• _Text block_:
↓↓↓

We stopped overnight at the ancestral Carleton House in Tomah, and the next morning, as we were going through Madison, Jane said, "My family lived here for a year when I was in sixth grade. I’ve always thought it would be a nice place to live." Thinking about a Northwest Airlines career, I said, "It’s probably among the least likely places for us." A month later we’d be living there and two years later we’d be building a house there. So much for my forecasting skills!

Our stay in Crown Point was tempered by John’s desire to get going on a civilian career as quickly as possible. We took a brief "honeymoon" in Chicago. Spent a couple of nights at the Allerton House hotel on the gold coast, a day shopping on State Street, with dinner and an evening at the Black Hawk restaurant--I think Sammy Kay and his famous big band were playing there at the time. Even then we took time to do some further investigation of possible work in the airline industry. A former Crown Point high school friend, Ed Glover, worked in TWA’s Chicago office. TWA was a major contractor for the army’s Air Transport Command, and he had spent the war years as a TWA agent at Prestwick, Scotland. Jane and I went up to his office in a LaSalle street tower and spent an hour learning what he did, how he liked it, and how we might fit into the business.

On another day, Grandma Borchert took care of Dianne while we drove the family car to Urbana. We visited former geology professors at Illinois and also looked in on the geography department--harking back to my thoughts while reading Finch and Trewartha’s Elements of Geography back in England. Discussing our experience as we drove back to Crown Point, we agreed that I did not want to go back down to the low rung on the ladder in geology; and geography, at least at Illinois, seemed moribund.

↑↑↑

In the passage, where did Ed Glover spend the war years, and in what role?

• _Supplied data_:
↓↓↓

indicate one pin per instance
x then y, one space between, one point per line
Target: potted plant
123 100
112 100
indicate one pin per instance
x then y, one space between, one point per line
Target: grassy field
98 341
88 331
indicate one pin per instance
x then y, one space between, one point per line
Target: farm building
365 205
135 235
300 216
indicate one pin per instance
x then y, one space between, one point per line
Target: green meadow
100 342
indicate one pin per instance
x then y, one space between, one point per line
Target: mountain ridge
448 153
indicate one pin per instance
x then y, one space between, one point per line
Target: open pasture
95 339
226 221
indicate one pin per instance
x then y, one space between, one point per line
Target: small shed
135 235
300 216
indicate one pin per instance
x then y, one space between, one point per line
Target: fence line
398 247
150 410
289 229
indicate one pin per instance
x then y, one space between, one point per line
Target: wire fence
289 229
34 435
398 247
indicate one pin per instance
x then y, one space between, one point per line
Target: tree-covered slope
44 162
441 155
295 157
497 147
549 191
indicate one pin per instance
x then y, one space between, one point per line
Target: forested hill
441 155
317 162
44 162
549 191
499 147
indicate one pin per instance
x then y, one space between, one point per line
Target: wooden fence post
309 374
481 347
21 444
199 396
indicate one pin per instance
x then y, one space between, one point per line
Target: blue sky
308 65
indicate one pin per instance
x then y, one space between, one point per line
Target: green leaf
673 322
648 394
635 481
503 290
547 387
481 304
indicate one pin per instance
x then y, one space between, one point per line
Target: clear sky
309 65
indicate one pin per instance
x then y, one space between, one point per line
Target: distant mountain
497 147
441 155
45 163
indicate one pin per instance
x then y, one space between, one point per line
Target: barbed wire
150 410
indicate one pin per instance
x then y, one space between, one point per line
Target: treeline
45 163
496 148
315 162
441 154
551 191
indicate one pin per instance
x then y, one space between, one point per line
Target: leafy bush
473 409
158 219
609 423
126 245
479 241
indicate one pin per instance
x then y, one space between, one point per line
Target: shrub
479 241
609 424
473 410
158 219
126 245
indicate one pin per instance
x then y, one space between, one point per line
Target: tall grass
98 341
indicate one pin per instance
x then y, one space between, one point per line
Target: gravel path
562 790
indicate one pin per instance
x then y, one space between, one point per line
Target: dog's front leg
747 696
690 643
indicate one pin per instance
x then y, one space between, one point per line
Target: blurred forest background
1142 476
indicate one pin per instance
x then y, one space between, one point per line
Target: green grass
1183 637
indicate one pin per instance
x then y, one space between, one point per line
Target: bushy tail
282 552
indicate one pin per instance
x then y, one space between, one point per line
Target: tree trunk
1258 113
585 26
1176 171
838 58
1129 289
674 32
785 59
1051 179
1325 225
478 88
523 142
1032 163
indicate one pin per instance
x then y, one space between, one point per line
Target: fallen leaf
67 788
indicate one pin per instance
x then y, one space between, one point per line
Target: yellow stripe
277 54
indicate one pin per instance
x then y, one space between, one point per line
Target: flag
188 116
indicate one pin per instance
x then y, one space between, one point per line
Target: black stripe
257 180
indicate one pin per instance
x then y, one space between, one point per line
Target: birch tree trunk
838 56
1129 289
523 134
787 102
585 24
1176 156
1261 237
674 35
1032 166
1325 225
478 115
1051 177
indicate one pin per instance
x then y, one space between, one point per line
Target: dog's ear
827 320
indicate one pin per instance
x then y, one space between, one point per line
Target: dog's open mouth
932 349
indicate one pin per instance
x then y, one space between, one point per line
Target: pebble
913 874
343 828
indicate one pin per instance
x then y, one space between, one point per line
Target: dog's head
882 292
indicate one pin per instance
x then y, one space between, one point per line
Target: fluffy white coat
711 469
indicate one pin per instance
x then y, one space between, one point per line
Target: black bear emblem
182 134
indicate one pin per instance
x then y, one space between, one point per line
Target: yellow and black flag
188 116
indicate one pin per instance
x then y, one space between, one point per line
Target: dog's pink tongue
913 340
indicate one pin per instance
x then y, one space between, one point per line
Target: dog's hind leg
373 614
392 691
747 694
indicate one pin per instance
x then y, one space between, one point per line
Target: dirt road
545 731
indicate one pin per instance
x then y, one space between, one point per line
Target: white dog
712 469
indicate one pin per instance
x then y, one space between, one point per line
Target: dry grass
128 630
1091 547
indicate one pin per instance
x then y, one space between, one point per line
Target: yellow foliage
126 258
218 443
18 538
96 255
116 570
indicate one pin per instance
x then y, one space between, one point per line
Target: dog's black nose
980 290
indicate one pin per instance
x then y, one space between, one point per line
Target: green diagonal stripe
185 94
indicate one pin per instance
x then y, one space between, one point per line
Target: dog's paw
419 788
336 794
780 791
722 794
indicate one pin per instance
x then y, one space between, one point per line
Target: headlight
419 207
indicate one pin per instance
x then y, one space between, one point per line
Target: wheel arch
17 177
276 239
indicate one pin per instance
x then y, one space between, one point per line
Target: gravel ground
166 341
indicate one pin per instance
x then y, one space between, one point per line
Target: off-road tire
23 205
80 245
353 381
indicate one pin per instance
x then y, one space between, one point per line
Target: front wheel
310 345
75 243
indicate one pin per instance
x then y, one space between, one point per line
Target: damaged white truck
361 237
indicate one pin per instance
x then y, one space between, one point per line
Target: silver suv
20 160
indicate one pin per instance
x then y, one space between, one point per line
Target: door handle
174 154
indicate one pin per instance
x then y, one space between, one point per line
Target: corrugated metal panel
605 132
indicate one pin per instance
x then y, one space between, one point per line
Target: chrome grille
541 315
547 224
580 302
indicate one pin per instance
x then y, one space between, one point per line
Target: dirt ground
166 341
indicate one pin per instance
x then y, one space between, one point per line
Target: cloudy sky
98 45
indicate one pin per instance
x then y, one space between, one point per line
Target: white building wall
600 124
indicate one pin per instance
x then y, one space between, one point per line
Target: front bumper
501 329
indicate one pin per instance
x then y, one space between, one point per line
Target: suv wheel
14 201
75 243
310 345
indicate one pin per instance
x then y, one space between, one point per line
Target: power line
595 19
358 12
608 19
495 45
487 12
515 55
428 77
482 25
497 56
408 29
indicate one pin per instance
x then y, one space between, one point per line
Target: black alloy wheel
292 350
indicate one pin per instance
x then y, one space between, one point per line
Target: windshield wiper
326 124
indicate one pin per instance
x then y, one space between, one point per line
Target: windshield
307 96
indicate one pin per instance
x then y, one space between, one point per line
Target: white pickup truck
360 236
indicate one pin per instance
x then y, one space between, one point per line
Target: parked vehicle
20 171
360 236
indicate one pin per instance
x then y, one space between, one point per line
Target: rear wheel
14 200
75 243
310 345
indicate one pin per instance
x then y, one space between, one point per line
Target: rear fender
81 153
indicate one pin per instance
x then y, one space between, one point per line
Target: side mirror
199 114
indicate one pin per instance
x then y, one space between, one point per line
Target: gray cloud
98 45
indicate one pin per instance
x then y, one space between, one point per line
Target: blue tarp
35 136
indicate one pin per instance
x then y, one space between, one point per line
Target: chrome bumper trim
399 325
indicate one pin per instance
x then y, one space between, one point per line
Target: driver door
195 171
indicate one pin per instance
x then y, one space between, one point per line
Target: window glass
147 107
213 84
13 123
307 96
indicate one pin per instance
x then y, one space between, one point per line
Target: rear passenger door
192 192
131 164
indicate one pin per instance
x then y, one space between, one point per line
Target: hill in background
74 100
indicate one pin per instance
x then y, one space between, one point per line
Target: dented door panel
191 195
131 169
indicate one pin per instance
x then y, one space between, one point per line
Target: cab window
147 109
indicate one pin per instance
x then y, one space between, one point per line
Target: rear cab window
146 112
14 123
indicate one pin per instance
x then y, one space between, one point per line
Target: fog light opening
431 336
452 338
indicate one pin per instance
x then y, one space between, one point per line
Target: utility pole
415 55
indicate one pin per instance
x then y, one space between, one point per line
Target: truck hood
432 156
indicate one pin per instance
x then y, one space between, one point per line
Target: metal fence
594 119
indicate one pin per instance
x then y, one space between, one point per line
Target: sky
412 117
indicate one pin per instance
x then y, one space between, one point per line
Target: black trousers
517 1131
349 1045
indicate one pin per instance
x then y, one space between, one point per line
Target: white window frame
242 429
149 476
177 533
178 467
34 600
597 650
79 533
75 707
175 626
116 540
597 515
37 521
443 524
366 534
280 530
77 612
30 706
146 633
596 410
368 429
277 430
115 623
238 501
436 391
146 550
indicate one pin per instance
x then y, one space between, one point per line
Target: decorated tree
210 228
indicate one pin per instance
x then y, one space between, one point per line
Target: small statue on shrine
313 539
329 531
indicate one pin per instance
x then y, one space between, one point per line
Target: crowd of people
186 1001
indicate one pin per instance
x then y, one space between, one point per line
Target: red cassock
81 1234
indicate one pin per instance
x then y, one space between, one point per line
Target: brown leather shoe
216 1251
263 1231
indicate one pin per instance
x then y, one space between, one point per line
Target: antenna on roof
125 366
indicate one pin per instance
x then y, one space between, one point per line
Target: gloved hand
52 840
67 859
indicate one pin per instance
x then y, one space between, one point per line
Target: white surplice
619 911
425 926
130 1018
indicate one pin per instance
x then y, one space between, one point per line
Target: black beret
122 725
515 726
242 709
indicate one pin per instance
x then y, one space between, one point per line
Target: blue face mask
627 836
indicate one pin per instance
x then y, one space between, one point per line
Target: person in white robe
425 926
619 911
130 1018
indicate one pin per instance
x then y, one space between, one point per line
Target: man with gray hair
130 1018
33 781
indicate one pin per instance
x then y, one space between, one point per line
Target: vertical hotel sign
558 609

↑↑↑

• _Exercise response_: He spent them at Prestwick, Scotland, as a TWA agent.